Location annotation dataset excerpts
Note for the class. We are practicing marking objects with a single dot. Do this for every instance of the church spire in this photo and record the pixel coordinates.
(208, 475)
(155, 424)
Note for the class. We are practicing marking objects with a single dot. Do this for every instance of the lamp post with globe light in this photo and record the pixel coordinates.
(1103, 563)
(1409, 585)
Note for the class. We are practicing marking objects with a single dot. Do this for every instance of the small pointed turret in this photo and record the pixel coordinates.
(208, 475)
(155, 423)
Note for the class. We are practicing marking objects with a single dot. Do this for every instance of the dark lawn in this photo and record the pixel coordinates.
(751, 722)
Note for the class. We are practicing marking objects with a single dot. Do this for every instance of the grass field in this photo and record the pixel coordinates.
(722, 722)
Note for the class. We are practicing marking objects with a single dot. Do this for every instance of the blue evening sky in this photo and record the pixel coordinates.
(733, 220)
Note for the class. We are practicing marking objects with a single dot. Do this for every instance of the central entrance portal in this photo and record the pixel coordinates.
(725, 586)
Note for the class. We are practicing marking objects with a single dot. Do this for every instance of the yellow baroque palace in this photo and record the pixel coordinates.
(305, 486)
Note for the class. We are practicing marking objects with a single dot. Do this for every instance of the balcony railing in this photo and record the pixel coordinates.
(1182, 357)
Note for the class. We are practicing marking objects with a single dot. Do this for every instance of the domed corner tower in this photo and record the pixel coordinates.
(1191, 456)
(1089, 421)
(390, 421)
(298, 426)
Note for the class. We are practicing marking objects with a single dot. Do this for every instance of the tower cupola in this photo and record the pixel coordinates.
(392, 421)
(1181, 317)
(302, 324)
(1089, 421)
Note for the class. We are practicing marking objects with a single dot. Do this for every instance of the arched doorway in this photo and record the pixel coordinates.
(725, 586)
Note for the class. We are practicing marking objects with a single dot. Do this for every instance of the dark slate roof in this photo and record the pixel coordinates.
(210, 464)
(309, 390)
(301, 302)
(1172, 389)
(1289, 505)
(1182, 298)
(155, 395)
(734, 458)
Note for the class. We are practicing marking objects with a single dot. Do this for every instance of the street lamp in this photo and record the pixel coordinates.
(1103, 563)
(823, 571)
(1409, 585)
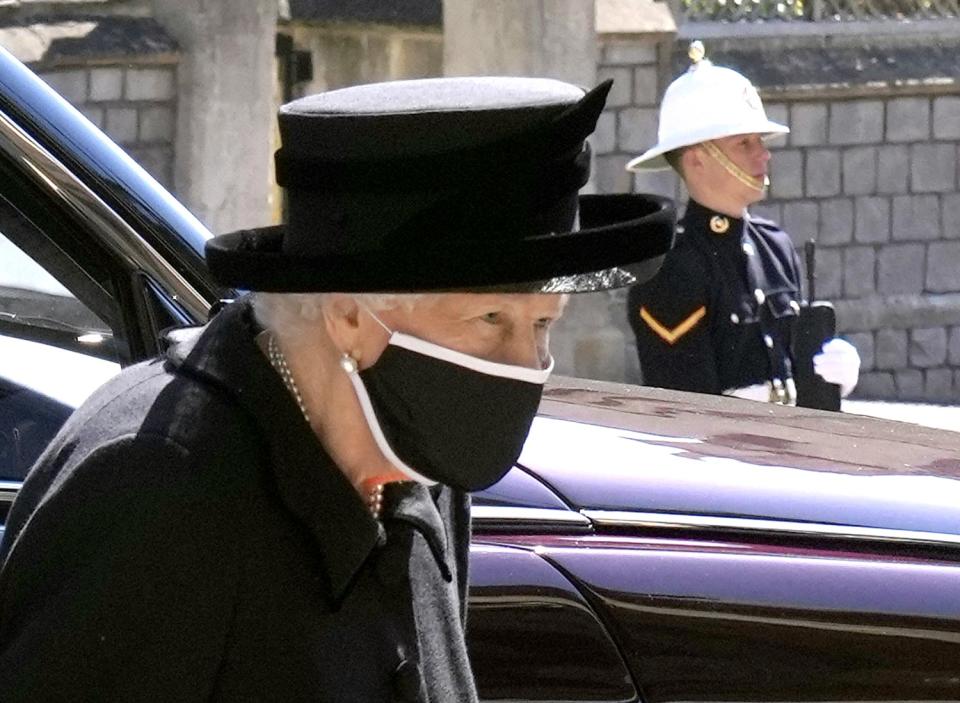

**Work required:** Give only the number of lines in the data above that contain the string "dark".

**Response:** 2